# [EXERCISE DETAILS]
Without the pictures, copy the entries below word for word.

# [GIVEN DATA]
........
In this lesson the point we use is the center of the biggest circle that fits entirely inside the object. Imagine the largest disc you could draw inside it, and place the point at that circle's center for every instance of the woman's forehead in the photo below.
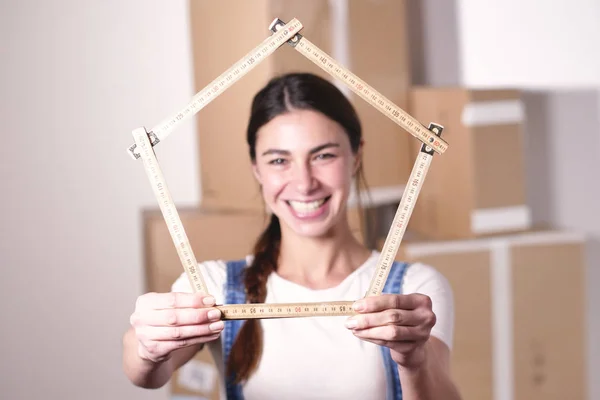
(300, 129)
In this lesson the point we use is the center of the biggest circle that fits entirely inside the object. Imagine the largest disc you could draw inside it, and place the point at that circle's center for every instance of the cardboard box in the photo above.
(221, 37)
(519, 313)
(477, 187)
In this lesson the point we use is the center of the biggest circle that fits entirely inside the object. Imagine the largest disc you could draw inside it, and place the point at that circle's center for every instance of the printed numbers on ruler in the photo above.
(401, 218)
(220, 84)
(282, 310)
(371, 95)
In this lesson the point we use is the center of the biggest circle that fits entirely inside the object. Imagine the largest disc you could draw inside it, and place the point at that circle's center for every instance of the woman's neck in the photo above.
(320, 263)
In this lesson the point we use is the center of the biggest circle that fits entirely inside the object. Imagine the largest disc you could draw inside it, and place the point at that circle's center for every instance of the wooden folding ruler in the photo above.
(288, 33)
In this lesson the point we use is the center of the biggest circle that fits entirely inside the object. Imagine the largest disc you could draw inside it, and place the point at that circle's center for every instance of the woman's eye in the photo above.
(277, 161)
(324, 156)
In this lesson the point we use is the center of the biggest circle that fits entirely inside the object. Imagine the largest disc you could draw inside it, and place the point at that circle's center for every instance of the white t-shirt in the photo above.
(318, 357)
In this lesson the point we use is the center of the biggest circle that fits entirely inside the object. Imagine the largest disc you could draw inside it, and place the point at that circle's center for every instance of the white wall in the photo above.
(529, 43)
(563, 189)
(76, 78)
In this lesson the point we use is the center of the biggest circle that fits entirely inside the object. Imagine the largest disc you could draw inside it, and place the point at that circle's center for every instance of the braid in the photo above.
(247, 349)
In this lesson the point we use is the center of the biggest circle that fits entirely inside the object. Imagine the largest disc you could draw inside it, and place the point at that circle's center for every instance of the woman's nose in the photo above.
(304, 179)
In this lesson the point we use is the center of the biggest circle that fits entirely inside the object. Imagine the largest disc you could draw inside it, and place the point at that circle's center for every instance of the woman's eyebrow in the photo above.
(312, 151)
(323, 147)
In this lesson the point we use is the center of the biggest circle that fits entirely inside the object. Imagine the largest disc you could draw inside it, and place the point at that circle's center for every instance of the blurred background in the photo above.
(508, 213)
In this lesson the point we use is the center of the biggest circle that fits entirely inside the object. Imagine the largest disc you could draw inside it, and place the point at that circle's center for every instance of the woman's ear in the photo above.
(358, 158)
(256, 173)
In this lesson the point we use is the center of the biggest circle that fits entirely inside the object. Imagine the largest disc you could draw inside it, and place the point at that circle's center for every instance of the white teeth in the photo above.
(303, 207)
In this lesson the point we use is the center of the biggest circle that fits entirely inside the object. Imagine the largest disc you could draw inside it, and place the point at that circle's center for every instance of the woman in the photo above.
(305, 144)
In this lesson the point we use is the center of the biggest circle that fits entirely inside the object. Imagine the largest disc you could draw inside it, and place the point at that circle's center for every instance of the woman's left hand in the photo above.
(401, 322)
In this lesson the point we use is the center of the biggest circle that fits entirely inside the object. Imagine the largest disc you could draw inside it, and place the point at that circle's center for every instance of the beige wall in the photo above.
(76, 78)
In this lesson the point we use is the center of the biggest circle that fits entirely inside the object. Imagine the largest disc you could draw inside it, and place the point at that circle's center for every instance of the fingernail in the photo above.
(216, 326)
(358, 306)
(351, 323)
(209, 300)
(214, 315)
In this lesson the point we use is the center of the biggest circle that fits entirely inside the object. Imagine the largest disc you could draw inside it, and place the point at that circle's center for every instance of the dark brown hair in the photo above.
(281, 95)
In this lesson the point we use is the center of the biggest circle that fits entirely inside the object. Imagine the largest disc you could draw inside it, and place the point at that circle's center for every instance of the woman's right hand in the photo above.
(164, 322)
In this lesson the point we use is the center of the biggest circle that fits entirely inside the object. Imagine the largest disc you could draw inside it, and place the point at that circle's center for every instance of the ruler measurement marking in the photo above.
(379, 101)
(221, 83)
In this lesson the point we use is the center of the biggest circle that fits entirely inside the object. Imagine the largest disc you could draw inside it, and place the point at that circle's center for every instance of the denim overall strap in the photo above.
(393, 285)
(234, 294)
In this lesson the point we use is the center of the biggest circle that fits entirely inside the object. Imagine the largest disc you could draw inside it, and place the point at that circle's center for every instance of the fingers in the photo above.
(162, 301)
(393, 333)
(387, 317)
(392, 301)
(403, 346)
(160, 350)
(160, 333)
(175, 317)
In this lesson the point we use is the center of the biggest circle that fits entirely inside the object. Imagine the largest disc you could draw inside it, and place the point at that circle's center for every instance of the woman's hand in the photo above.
(164, 322)
(401, 322)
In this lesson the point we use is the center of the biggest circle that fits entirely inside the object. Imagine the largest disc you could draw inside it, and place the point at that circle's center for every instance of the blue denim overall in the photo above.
(234, 294)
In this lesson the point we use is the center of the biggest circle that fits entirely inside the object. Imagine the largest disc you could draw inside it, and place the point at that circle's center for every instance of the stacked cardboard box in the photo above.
(477, 187)
(519, 313)
(510, 281)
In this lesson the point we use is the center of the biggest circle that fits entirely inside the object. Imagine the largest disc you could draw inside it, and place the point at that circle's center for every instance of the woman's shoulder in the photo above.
(419, 276)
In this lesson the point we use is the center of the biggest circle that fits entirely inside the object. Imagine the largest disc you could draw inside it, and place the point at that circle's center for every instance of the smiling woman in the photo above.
........
# [RESPONSE TO THIS EXERCISE]
In this lesson the point we use is the center of the biggest circle that fits entirely inside the object. Imagine the largest disc you could draw inside it, and place the point at that circle's center for every instance of the woman's forehead in the photo below.
(300, 129)
In this lesson the point we use is the center of the biggest circle that fits entirely inside the object. Imagine the largest disc you could draw inside it, and place the point at that circle's center for every instance of the cardboard box in the photo above.
(221, 37)
(519, 313)
(477, 187)
In this lesson the point we use is the center of the biggest circle that fits entirely inside the object. Imagine the largest disc you could draw inside it, and place the point at that circle's center for every instance of the printed numbers on ruler in the photo above.
(401, 218)
(220, 84)
(282, 310)
(371, 95)
In this lesson the point we use is the center of the biggest circle that fits entirely inside the object. Imagine the largest disc you could draw inside it, and place the point at that circle's center for every instance of the woman's neck in the photo above.
(320, 263)
In this lesson the point we use is the center of the biggest circle that fits entirely inside the object. Imagine the largest disc you could draw inside it, and place the point at that circle's center for every instance of the wooden folding ruler in the photo above.
(288, 33)
In this lesson the point we use is the center of the biggest circle that fits entirely inside the object. Imagine the largest disc you could draw inside it, and place the point at that circle's center for every instance of the woman's eye in the photo above.
(277, 161)
(324, 156)
In this lesson the point we use is the center of the biggest circle that fits entirely inside the object. Imagine the largest disc you could draw inside it, and place the point at that circle's center for every instance of the white t-shirt in the photo above.
(318, 357)
In this lesson the point we use is the center of the biggest circle that fits entirely inside the object. Imagine the largest disc you could draw inside it, and place the point at that circle's center for every instance of the white wall in the photo above.
(529, 43)
(563, 189)
(76, 78)
In this lesson the point we use is the center of the biggest circle that fits entirely inside the object. Imagine the largest disc you could draw inside it, and place the point at that circle's center for every instance of the braid in the photo above.
(247, 349)
In this lesson the point we use is the center of the biggest circle that fits entirely inside the object. Imagine the largest disc you could draw inside it, and place the point at that circle's center for every instance of the woman's nose in the photo above.
(304, 179)
In this lesson the point we use is the center of the biggest circle that fits entirely inside the object. Imagine the largest disc you could draw inside it, and place the point at that circle's center for every instance of the woman's eyebrow in the photo above.
(312, 151)
(323, 147)
In this lesson the point we use is the center of the biggest circle that fits entirely inside the object. Imagine the largest disc you could draw inside it, and place the point at that circle's center for every instance of the blurred background in the photo above.
(508, 213)
In this lesson the point we use is the center of the biggest circle that fits entirely inside the object. Imagine the largest disc you could draw inside it, and place the point at that circle's center for every instance of the woman's ear in the photo above.
(358, 158)
(256, 173)
In this lesson the point we use is the center of the biggest circle that fits entirely inside the object. Imagine the largest disc you could draw inside it, and place the point at that circle's center for every instance of the white teeth in the photo above.
(303, 207)
In this lesson the point we use is the center of the biggest circle that fits entirely inside the object. Imagine the largest disc you could draw inside it, and place the point at that circle's center for every instance of the woman in the photo above.
(305, 144)
In this lesson the point we use is the center of the biggest circle that fits entirely inside the object. Imagine the largest disc you could draw inside it, and place the point at that circle's center for every instance of the woman's left hand in the photo above.
(401, 322)
In this lesson the point we use is the center of the biggest circle that fits entirely inside the object. Imagine the largest disc you could draw inside it, and place the point at that circle's center for every instance of the beige wall in the photo above.
(76, 78)
In this lesson the point we use is the center of the biggest circle that fits entirely inside the object. Imagine the largest disc you could draw inside it, and place the point at that circle's center for every instance of the fingernail in the photo above.
(216, 326)
(358, 306)
(351, 323)
(209, 300)
(214, 315)
In this lesson the point we use is the center of the biggest circle that fits entirely inside the object. Imagine the largest disc you could draw inside it, and place the point at that circle's center for every instance of the dark brown hair in the photo above.
(281, 95)
In this lesson the point we use is the center of the biggest circle that fits entirely inside the object. Imagine the largest disc you could draw inside it, and place the point at that circle's center for every instance of the woman's right hand in the photo above.
(164, 322)
In this lesson the point we use is the center of the biggest circle that fits entirely inside the object. Imagine the largest disc you could draw inside it, and place the point at that circle's center for every instance of the ruler measurement marking in the photo above.
(379, 101)
(221, 83)
In this lesson the point we use is the center of the biggest circle that fits entirely inside the object. Imagine the largest disc you could draw inside it, and place the point at that circle's center for every instance of the denim overall strap in the photo above.
(393, 285)
(234, 294)
In this lesson the point we use is the center of the biggest circle that fits entirely inside the object. Imagine the largest disc you could draw inside it, and place the point at that circle's center for every instance of the fingers in the photo above.
(162, 301)
(393, 333)
(387, 317)
(392, 301)
(403, 346)
(160, 350)
(160, 333)
(175, 317)
In this lesson the point we use is the center of the biggest circle that fits entirely inside the object. Imagine the largest disc you could draw inside it, and place the point at that circle's center for every instance of the woman's hand in the photo above.
(164, 322)
(401, 322)
In this lesson the point we use is the center of the biggest circle that fits entirely inside the object. Imagine the largest disc you could draw inside it, and place the point at that circle's center for every instance of the blue denim overall in the photo above.
(234, 294)
In this lesson the point we use is the center of the biggest circle that fits entirely inside the object. Imagine the largest disc you could draw inside it, and place the point at that circle's center for every instance of the stacked cardboard box in the photo above.
(477, 187)
(519, 313)
(510, 281)
In this lesson the point we use is the center of the biggest circle that fits entirely inside the object. Imagine the largest disc you could draw inside it, and place the point at that circle's center for every instance of the woman's shoulder in the photo above.
(419, 276)
In this lesson the point we use is the center of the biggest circle that fits entirely inside the object. Imagine the largest disc you could draw inside it, and place the point at that circle's center for every instance of the smiling woman in the photo above.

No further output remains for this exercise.